TASK DESCRIPTION:
Convert every line of the entries below into a Markdown table with the columns "Row" and "Entry line", omitting blank lines. "Row" holds a sequential row number, and "Entry line" holds the line itself.

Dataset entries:
-=-=-=-=-
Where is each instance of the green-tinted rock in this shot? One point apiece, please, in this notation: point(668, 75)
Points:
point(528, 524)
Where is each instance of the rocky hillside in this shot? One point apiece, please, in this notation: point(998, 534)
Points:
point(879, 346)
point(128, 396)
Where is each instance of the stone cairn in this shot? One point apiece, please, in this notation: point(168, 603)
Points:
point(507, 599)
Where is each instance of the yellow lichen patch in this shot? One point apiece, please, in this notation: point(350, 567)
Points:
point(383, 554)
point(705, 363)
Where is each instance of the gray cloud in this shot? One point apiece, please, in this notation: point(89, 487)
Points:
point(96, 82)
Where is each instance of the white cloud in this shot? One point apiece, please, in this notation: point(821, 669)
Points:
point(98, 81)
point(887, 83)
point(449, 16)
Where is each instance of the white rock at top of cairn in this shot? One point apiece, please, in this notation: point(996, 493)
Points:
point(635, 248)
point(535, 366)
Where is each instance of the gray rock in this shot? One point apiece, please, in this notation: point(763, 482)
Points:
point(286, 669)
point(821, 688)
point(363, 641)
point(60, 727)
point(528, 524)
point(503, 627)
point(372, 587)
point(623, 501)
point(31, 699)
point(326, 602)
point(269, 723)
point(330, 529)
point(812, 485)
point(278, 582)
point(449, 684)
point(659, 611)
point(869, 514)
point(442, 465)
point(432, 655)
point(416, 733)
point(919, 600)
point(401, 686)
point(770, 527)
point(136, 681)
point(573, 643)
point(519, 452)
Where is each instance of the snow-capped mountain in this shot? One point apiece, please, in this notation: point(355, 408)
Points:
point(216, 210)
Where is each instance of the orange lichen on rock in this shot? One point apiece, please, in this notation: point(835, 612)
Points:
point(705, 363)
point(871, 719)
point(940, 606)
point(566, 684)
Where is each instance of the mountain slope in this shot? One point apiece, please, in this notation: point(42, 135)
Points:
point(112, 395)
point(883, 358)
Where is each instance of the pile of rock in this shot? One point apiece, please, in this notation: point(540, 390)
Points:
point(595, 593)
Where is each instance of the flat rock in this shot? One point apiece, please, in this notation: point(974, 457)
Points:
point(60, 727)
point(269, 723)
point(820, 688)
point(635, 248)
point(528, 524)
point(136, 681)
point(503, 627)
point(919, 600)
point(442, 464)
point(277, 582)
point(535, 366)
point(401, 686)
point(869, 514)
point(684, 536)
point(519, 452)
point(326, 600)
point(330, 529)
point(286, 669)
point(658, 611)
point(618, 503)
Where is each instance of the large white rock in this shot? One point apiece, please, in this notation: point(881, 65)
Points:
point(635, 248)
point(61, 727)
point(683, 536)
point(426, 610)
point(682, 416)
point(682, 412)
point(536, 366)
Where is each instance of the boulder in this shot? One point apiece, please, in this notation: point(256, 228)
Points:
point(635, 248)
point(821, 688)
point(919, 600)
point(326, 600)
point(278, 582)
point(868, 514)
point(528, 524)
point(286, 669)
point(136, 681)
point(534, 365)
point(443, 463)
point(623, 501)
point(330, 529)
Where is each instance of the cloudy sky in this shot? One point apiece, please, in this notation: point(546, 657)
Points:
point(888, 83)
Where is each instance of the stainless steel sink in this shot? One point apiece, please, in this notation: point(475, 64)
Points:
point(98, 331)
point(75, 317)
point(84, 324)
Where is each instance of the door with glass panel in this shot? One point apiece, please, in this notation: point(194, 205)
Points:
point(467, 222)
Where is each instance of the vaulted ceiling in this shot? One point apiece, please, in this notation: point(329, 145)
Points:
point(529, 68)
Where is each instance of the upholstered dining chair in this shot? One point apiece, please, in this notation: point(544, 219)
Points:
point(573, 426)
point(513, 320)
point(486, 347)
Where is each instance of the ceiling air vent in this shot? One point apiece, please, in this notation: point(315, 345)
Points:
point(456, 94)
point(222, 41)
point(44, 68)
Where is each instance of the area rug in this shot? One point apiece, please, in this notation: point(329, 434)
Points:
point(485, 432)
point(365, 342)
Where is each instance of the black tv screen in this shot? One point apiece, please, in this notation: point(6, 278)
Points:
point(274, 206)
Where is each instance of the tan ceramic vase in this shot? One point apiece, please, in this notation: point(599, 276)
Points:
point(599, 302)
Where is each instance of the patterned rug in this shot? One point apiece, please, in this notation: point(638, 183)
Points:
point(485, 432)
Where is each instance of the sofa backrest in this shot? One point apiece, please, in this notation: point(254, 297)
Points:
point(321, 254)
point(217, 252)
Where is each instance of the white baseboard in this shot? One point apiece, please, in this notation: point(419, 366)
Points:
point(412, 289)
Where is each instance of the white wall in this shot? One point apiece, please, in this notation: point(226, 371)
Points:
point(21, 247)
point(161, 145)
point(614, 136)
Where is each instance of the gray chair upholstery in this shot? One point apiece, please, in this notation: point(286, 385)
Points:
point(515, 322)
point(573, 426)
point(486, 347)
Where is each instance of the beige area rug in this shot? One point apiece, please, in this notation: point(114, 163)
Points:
-=-=-=-=-
COMPLETED TASK:
| Row | Entry line |
|---|---|
| 1 | Where is each instance of the green-tinted rock in this shot? One point apiece, please, in this notation: point(668, 75) |
| 2 | Points: |
| 3 | point(528, 524) |
| 4 | Where is each instance of the rocky hillside in this shot? One point apiece, please, in this notation: point(998, 534) |
| 5 | Points: |
| 6 | point(879, 346) |
| 7 | point(128, 396) |
| 8 | Where is each instance of the stone cairn in this shot? One point apiece, please, in this notation: point(168, 603) |
| 9 | Points: |
| 10 | point(507, 599) |
| 11 | Where is each instance of the yellow lichen patch in this shot? One point apiece, please, in this notation: point(350, 567) |
| 12 | Points: |
| 13 | point(383, 554) |
| 14 | point(705, 363) |
| 15 | Where is each instance of the gray cloud in this shot? One point apiece, please, in this notation: point(89, 487) |
| 16 | Points: |
| 17 | point(96, 82) |
| 18 | Where is each instance of the white cloud in this shot? One point apiece, please, in this notation: point(821, 669) |
| 19 | Points: |
| 20 | point(98, 81) |
| 21 | point(887, 83) |
| 22 | point(449, 16) |
| 23 | Where is each instance of the white rock at top of cairn in this shot? One point apiece, please, in this notation: point(996, 493) |
| 24 | Points: |
| 25 | point(635, 248) |
| 26 | point(535, 366) |
| 27 | Where is each instance of the gray rock in this shot? One point apiece, please, in this notation: point(763, 482) |
| 28 | Points: |
| 29 | point(286, 669) |
| 30 | point(821, 688) |
| 31 | point(363, 641) |
| 32 | point(60, 727) |
| 33 | point(528, 524) |
| 34 | point(503, 627) |
| 35 | point(372, 587) |
| 36 | point(623, 501) |
| 37 | point(31, 699) |
| 38 | point(326, 602) |
| 39 | point(269, 723) |
| 40 | point(330, 529) |
| 41 | point(812, 485) |
| 42 | point(278, 582) |
| 43 | point(449, 684) |
| 44 | point(659, 611) |
| 45 | point(869, 514) |
| 46 | point(442, 465) |
| 47 | point(432, 655) |
| 48 | point(416, 733) |
| 49 | point(919, 600) |
| 50 | point(401, 686) |
| 51 | point(770, 527) |
| 52 | point(136, 681) |
| 53 | point(573, 643) |
| 54 | point(519, 452) |
| 55 | Where is each instance of the snow-capped mountain in this shot? One point apiece, please, in this notation: point(355, 408) |
| 56 | Points: |
| 57 | point(216, 210) |
| 58 | Where is each instance of the orange lichen on rock in this shot? One point apiece, please, in this notation: point(835, 612) |
| 59 | Points: |
| 60 | point(705, 363) |
| 61 | point(871, 719) |
| 62 | point(940, 606) |
| 63 | point(566, 684) |
| 64 | Where is each instance of the mountain slope in this shot? One point apiece, please, in this notation: point(42, 135) |
| 65 | Points: |
| 66 | point(112, 395) |
| 67 | point(883, 358) |
| 68 | Where is each instance of the pile of rock in this shot? One point apiece, please, in this notation: point(540, 390) |
| 69 | Points: |
| 70 | point(595, 593) |
| 71 | Where is each instance of the flat rock in this shot? One point apiece, please, in this notation: point(974, 457) |
| 72 | Points: |
| 73 | point(60, 727) |
| 74 | point(269, 723) |
| 75 | point(820, 688) |
| 76 | point(635, 248) |
| 77 | point(528, 524) |
| 78 | point(136, 681) |
| 79 | point(503, 627) |
| 80 | point(919, 600) |
| 81 | point(442, 464) |
| 82 | point(277, 582) |
| 83 | point(535, 366) |
| 84 | point(401, 686) |
| 85 | point(869, 514) |
| 86 | point(684, 536) |
| 87 | point(519, 452) |
| 88 | point(326, 600) |
| 89 | point(330, 529) |
| 90 | point(286, 669) |
| 91 | point(658, 611) |
| 92 | point(618, 503) |
| 93 | Where is each instance of the large white rock in this shot? One point apiece, please, in this notation: point(881, 65) |
| 94 | Points: |
| 95 | point(635, 248) |
| 96 | point(61, 727) |
| 97 | point(683, 536) |
| 98 | point(426, 610) |
| 99 | point(682, 416) |
| 100 | point(682, 412) |
| 101 | point(536, 366) |
| 102 | Where is each instance of the boulder in this shot? One point apiece, please, in this notation: point(256, 228) |
| 103 | Points: |
| 104 | point(635, 248) |
| 105 | point(821, 688) |
| 106 | point(919, 600) |
| 107 | point(326, 600) |
| 108 | point(278, 582) |
| 109 | point(868, 514) |
| 110 | point(528, 524) |
| 111 | point(286, 669) |
| 112 | point(136, 681) |
| 113 | point(534, 365) |
| 114 | point(443, 463) |
| 115 | point(623, 501) |
| 116 | point(330, 529) |
| 117 | Where is each instance of the cloudy sky in this shot? One point apiece, please, in this notation: point(546, 657) |
| 118 | Points: |
| 119 | point(888, 83) |
| 120 | Where is each instance of the stainless steel sink in this shot? One point apiece, please, in this notation: point(475, 64) |
| 121 | Points: |
| 122 | point(98, 331) |
| 123 | point(75, 317) |
| 124 | point(84, 324) |
| 125 | Where is each instance of the door with glass panel in this shot? One point apiece, please, in this notation: point(194, 205) |
| 126 | Points: |
| 127 | point(467, 222) |
| 128 | Where is each instance of the vaulted ceiling in this shot? One point apiece, please, in this notation: point(329, 145) |
| 129 | Points: |
| 130 | point(529, 68) |
| 131 | Where is each instance of the upholstered dining chair in this shot? One point apiece, please, in this notation: point(544, 219) |
| 132 | Points: |
| 133 | point(573, 426) |
| 134 | point(513, 320) |
| 135 | point(486, 347) |
| 136 | Where is each instance of the ceiling air vent in this shot? One point apiece, please, in this notation: point(315, 345) |
| 137 | Points: |
| 138 | point(456, 94) |
| 139 | point(222, 41) |
| 140 | point(44, 68) |
| 141 | Where is each instance of the area rug in this shot? One point apiece, please, in this notation: point(329, 434) |
| 142 | Points: |
| 143 | point(485, 432) |
| 144 | point(365, 342) |
| 145 | Where is each instance of the black tv screen in this shot? One point apiece, please, in this notation: point(6, 278) |
| 146 | Points: |
| 147 | point(274, 206) |
| 148 | Where is each instance of the tan ceramic vase in this shot? One point apiece, please, in this notation: point(599, 276) |
| 149 | Points: |
| 150 | point(599, 302) |
| 151 | Where is each instance of the patterned rug in this shot? One point apiece, please, in this notation: point(638, 183) |
| 152 | Points: |
| 153 | point(485, 432) |
| 154 | Where is each instance of the sofa backrest in this shot? One point apiece, please, in this notation: point(254, 297) |
| 155 | Points: |
| 156 | point(321, 254) |
| 157 | point(217, 252) |
| 158 | Where is each instance of the white baseboard in this shot? One point apiece, please, in this notation: point(419, 366) |
| 159 | Points: |
| 160 | point(412, 289) |
| 161 | Where is each instance of the white wall in this shot? One point apiece, please, in this notation: point(226, 371) |
| 162 | Points: |
| 163 | point(21, 247) |
| 164 | point(161, 145) |
| 165 | point(614, 136) |
| 166 | Where is each instance of the gray chair upholstery in this shot? One point apiece, please, in this notation: point(286, 385) |
| 167 | Points: |
| 168 | point(515, 322) |
| 169 | point(573, 426) |
| 170 | point(486, 347) |
| 171 | Where is each instance of the beige area rug in this shot? One point apiece, please, in this notation: point(114, 163) |
| 172 | Points: |